**Material supplied**:
┄┄┄┄┄┄┄┄┄┄┄┄┄┄┄┄┄┄┄┄
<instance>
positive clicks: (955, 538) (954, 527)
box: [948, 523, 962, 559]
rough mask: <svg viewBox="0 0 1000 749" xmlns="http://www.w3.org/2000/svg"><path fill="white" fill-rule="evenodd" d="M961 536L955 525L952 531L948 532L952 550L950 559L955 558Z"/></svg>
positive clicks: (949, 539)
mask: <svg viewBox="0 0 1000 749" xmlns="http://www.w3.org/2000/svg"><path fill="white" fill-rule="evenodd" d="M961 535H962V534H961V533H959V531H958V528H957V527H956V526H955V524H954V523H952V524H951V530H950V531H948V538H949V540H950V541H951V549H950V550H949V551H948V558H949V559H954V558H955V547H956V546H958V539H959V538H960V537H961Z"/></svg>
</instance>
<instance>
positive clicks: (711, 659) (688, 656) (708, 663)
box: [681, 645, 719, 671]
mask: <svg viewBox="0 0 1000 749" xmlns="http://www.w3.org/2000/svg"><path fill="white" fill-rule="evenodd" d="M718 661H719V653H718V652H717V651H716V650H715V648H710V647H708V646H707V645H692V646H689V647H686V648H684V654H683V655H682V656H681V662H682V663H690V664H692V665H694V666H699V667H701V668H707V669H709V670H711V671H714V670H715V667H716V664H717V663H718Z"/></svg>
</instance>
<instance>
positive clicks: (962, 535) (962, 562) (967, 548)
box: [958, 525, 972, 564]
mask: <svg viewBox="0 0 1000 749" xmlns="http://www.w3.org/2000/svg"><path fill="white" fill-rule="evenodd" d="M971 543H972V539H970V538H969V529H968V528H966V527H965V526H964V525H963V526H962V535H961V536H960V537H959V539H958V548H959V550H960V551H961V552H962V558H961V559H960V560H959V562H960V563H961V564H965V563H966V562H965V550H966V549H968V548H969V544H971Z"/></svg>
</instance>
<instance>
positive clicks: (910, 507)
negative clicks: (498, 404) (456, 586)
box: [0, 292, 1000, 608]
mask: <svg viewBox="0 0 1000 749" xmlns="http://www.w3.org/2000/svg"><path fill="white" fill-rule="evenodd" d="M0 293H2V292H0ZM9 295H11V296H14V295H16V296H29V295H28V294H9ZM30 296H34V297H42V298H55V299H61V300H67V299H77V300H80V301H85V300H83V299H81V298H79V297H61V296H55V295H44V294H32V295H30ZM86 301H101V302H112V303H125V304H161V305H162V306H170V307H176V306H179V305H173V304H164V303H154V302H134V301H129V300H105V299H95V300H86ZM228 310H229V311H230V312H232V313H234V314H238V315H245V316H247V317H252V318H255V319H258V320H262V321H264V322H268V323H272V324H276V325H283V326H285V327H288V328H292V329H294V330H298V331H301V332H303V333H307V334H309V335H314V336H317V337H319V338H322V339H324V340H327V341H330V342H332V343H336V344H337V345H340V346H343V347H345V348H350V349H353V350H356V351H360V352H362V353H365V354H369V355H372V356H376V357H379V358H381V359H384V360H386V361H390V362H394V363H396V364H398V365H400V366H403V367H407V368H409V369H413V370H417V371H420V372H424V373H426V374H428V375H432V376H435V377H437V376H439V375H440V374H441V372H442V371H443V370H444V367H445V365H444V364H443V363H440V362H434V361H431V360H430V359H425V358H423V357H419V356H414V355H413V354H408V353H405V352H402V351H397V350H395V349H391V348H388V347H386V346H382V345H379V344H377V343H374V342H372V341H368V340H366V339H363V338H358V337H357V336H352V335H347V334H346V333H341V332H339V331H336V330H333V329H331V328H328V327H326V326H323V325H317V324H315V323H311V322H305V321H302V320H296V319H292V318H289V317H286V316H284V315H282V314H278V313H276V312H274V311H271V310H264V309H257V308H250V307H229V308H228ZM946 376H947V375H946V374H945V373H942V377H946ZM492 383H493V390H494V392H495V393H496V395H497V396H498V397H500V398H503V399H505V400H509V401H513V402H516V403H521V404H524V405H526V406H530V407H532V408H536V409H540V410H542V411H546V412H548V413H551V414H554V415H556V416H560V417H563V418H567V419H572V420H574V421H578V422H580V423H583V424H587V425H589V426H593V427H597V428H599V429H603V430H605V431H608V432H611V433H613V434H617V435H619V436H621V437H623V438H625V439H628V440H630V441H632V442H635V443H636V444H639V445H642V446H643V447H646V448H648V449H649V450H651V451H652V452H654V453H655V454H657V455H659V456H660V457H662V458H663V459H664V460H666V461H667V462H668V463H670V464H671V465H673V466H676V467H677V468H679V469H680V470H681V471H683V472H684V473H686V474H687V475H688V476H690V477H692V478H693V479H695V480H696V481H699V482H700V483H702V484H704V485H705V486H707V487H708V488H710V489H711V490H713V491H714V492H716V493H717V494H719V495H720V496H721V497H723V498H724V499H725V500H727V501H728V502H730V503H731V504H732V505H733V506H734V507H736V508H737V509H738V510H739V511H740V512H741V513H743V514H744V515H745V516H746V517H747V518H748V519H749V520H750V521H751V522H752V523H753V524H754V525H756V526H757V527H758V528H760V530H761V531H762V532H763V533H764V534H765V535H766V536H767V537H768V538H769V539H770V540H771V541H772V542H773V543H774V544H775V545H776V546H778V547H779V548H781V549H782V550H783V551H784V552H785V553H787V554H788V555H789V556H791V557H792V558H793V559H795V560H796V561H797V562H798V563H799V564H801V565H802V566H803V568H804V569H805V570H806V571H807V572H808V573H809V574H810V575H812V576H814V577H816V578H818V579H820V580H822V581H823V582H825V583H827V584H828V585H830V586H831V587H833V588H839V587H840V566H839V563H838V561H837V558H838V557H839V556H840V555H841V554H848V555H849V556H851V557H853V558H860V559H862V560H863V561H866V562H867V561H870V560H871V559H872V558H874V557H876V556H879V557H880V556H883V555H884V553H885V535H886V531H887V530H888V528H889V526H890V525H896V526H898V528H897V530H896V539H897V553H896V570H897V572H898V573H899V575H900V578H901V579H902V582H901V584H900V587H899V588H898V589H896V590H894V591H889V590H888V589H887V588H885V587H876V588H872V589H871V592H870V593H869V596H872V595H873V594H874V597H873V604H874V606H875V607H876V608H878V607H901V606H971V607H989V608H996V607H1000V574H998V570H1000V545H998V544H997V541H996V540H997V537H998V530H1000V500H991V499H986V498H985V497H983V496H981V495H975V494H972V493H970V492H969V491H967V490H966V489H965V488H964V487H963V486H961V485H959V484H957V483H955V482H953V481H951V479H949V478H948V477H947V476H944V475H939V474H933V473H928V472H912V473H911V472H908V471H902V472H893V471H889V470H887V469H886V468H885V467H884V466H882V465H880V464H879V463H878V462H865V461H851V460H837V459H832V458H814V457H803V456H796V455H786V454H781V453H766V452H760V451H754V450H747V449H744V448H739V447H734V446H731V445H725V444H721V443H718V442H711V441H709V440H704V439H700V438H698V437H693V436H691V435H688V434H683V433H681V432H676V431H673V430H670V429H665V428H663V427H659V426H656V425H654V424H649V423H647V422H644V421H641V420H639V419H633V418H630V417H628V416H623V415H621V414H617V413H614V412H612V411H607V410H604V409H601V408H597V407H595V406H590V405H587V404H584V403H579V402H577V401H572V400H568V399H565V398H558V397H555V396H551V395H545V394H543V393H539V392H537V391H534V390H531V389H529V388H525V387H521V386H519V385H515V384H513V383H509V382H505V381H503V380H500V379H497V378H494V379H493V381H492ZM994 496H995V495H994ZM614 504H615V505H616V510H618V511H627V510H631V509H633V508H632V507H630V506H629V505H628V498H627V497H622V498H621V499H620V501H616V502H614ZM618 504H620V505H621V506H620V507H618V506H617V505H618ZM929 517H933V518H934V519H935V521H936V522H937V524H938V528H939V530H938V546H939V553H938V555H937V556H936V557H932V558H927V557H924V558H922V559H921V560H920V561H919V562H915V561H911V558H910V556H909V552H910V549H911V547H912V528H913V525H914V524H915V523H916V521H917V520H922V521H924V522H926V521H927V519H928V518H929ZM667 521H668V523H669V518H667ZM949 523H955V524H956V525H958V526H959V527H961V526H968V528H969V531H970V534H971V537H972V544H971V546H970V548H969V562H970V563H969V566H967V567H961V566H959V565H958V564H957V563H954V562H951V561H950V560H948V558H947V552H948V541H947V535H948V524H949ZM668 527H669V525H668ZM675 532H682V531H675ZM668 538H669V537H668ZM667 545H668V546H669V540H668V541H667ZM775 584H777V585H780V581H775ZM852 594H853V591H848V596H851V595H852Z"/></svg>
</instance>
┄┄┄┄┄┄┄┄┄┄┄┄┄┄┄┄┄┄┄┄
**Task to carry out**: Take the records above and return, word for word, only the lines that fall from the line with "box: [958, 525, 972, 564]" to the line with "negative clicks: (498, 404) (456, 586)", both of them included.

**Response below**:
box: [958, 525, 972, 564]
mask: <svg viewBox="0 0 1000 749" xmlns="http://www.w3.org/2000/svg"><path fill="white" fill-rule="evenodd" d="M971 543H972V539H970V538H969V529H968V528H966V527H965V526H964V525H963V526H962V535H961V536H960V537H959V539H958V548H959V550H960V551H961V552H962V558H961V559H960V560H959V562H960V563H961V564H965V563H966V562H965V550H966V549H968V548H969V544H971Z"/></svg>
</instance>
<instance>
positive clicks: (910, 507)
negative clicks: (498, 404) (456, 586)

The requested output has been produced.